### Try it:
Would you please repeat the data exactly as given?

### Input records:
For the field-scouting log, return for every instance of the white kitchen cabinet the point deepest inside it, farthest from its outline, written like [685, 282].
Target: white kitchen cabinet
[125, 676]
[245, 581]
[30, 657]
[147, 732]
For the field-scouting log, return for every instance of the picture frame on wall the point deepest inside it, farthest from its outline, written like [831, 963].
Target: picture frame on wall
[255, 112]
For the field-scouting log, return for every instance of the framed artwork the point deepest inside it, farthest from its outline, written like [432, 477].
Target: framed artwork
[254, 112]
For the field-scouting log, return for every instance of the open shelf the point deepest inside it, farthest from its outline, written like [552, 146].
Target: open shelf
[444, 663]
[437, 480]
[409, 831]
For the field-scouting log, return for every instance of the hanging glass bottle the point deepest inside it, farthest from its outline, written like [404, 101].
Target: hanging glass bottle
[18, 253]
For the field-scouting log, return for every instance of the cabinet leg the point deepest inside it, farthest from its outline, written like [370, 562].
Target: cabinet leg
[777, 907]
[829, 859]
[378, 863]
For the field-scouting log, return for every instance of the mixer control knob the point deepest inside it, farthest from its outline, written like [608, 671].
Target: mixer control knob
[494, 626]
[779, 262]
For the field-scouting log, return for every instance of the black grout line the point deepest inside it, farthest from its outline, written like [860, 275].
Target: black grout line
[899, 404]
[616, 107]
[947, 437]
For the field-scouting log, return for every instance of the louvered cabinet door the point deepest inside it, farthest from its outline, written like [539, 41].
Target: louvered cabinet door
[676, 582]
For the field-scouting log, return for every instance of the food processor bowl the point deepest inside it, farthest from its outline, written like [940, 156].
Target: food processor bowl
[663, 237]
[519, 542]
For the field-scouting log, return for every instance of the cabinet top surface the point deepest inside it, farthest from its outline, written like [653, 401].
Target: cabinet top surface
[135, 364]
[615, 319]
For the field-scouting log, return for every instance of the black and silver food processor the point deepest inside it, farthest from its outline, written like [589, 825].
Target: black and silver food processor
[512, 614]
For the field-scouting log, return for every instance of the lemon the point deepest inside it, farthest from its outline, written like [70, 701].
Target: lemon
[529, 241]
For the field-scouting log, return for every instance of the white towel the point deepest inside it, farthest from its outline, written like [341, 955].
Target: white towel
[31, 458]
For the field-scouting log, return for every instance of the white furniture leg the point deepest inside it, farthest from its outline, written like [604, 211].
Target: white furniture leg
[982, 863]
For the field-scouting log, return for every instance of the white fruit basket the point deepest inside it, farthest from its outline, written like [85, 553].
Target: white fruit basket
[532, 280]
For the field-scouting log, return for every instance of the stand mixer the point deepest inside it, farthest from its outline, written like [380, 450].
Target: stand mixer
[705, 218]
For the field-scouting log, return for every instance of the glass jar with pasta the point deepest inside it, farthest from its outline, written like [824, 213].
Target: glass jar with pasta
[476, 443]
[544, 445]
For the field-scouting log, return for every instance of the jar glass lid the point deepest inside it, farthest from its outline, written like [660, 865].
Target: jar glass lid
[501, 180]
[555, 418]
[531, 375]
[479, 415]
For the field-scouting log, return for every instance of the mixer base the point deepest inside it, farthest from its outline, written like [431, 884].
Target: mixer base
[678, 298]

### Final answer:
For the field-scouting log, return for every instance of the white kitchen cabinet the point deepest inside it, farthest from its outline, written like [685, 282].
Target: white kitchen cabinet
[125, 676]
[245, 581]
[30, 657]
[147, 732]
For the field-scouting log, return for every instance of the picture frame on wall the point deepest inside it, farthest from its outline, written like [831, 963].
Target: picture frame on wall
[255, 112]
For the field-scouting log, return for every instance of the framed artwork the point deepest inside it, farthest from its outline, written like [432, 477].
Target: framed artwork
[254, 112]
For the field-scouting log, return for every instance of the open shelf the point deepest inside it, farthest from its outline, written like [552, 146].
Target: open shelf
[444, 663]
[437, 480]
[409, 831]
For the field-scouting log, return for every instance of the hanging glass bottle the point deepest inside it, farthest from its outline, written like [404, 101].
Target: hanging glass bottle
[18, 253]
For the field-scouting log, return for every instance of the cabinet leg the point deepest inside it, farthest from its outline, written like [370, 562].
Target: cabinet leg
[777, 907]
[829, 859]
[378, 863]
For the field-scouting log, return for every instance of the mixer control knob the point deepest inside it, farthest from its outline, written like [608, 671].
Target: mixer control knob
[494, 626]
[779, 262]
For the field-scouting log, return for every instance of the black grout line the point deepest inside it, farthest from its outline, written like [860, 275].
Target: black grout line
[899, 404]
[616, 107]
[947, 437]
For the field-scouting log, return for every instance of the louvered cabinet door the point deepest inside it, farthest from its outline, written like [539, 41].
Target: louvered cabinet door
[676, 582]
For the field-scouting log, return for every instance of the food processor bowl the point deepest inside it, farthest from its outline, written like [940, 156].
Target: food processor bowl
[663, 237]
[519, 542]
For the field-scouting log, return for every instance of the cabinet top surface the point deepest inside it, farthest from its outline, written like [653, 401].
Target: cabinet top surface
[135, 364]
[615, 319]
For the field-scouting log, return for every instance of the black and silver food processor the point deepest inside it, farthest from its outline, written like [589, 825].
Target: black and silver food processor
[512, 614]
For the field-scouting log, return for every instance of the lemon the point deepest inside it, farthest from its outline, written like [70, 701].
Target: lemon
[529, 241]
For the field-scouting log, return for every instance of the white towel the point deepest inside it, farthest from its outline, written like [341, 955].
Target: white towel
[31, 458]
For the field-scouting log, return for every instance of the white furniture leg the point deepest inside it, farthest from its outline, written like [604, 211].
Target: white furniture leg
[982, 863]
For the field-scouting log, return for every instance of the white fruit basket the point deepest inside it, farthest from its outline, written like [85, 553].
Target: white fruit basket
[532, 280]
For the field-scouting log, return for every instance of the stand mixer the point deepest inside it, farthest from its outline, written like [380, 450].
Target: stand mixer
[705, 218]
For the field-scouting log, return for every instance of the glass jar with pasta the point deepest inside it, farthest from its outline, written like [824, 213].
Target: glass jar with pasta
[476, 443]
[544, 445]
For the field-scouting log, return for every instance of the jar glass lid the point deepest inside it, farthest from its outline, written like [660, 865].
Target: jar glass lid
[501, 180]
[555, 418]
[531, 375]
[479, 415]
For the field-scouting log, return for every instance of the mixer base the point deepest inside it, farthest from its outline, written like [431, 884].
Target: mixer base
[678, 298]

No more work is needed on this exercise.